'''
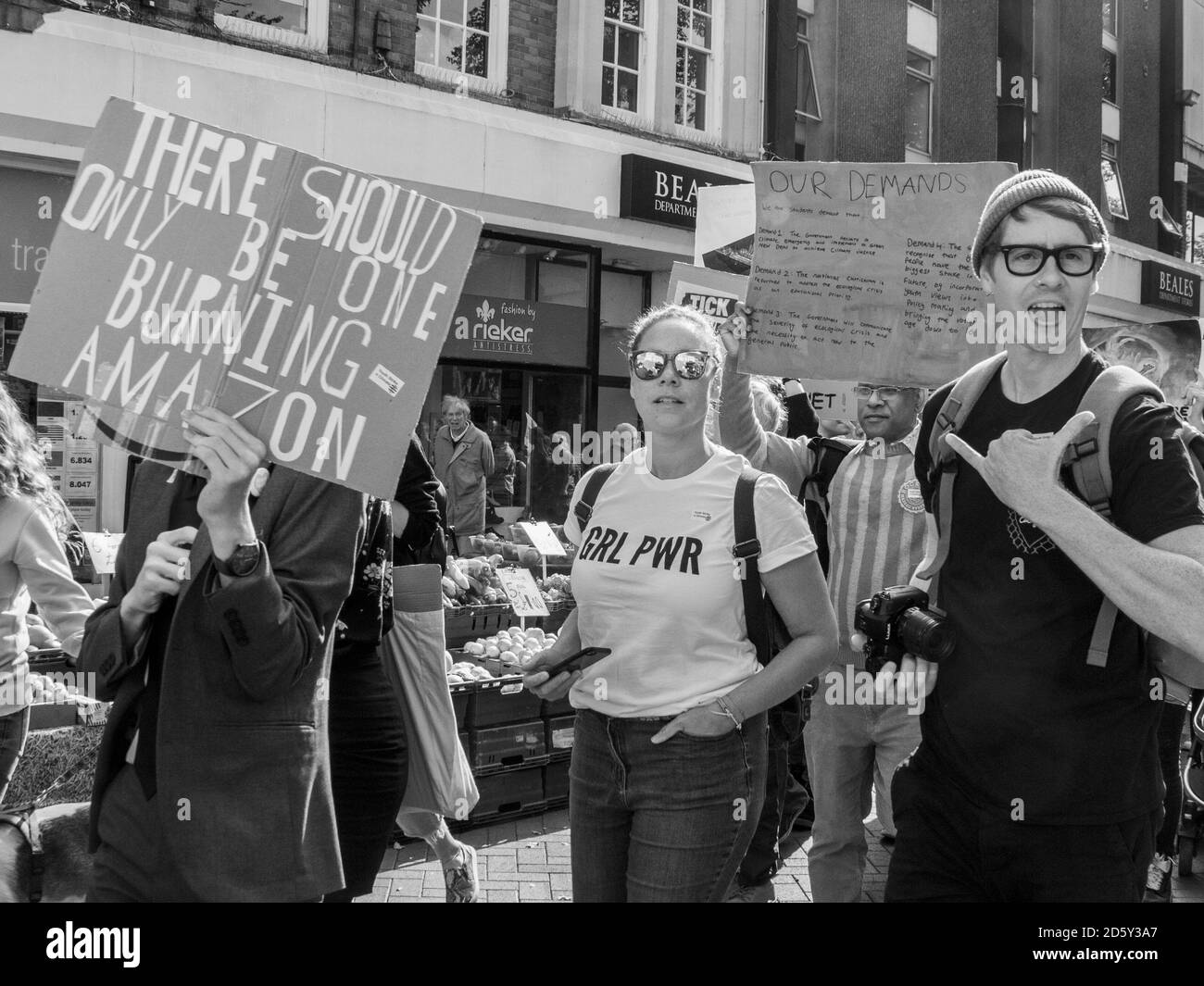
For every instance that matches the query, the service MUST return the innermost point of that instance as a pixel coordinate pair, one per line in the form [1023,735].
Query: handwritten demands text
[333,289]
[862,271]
'''
'''
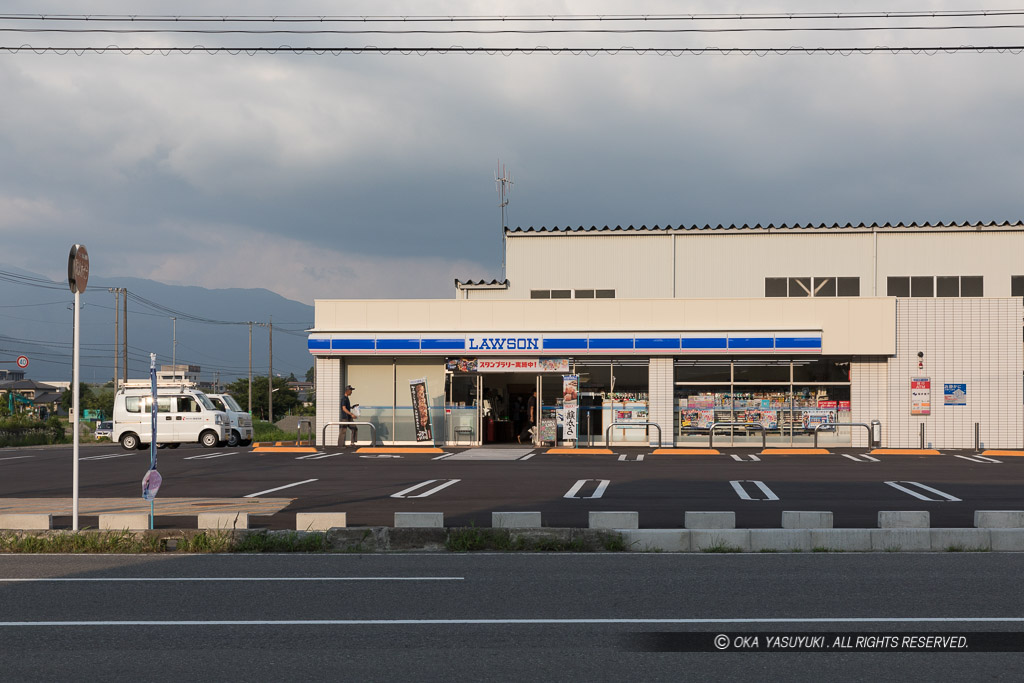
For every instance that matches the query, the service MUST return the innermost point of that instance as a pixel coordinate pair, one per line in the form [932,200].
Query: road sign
'''
'''
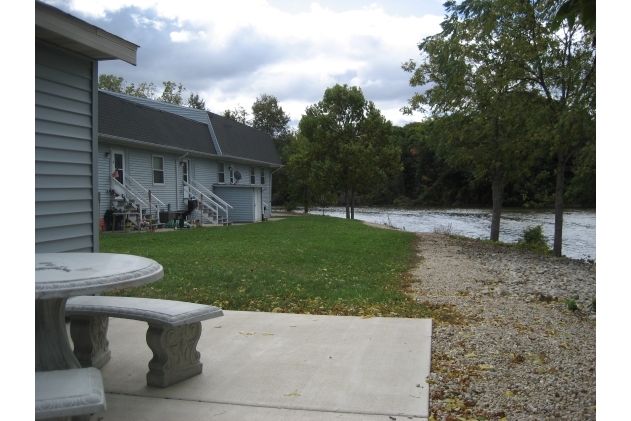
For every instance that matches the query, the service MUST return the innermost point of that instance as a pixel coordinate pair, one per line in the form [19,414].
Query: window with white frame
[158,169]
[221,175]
'''
Task brief
Repeat the lines from the one containing "the form [932,200]." up to and including the one containing "Query: road sign", swapping "road sign" for "street sign" and changing nothing else. Give only those lines.

Response for this exercise
For every instance that matches the query, the service MUST return the innermost point of that instance as a pixel coordinate pair, one per line in the form [932,200].
Query: street sign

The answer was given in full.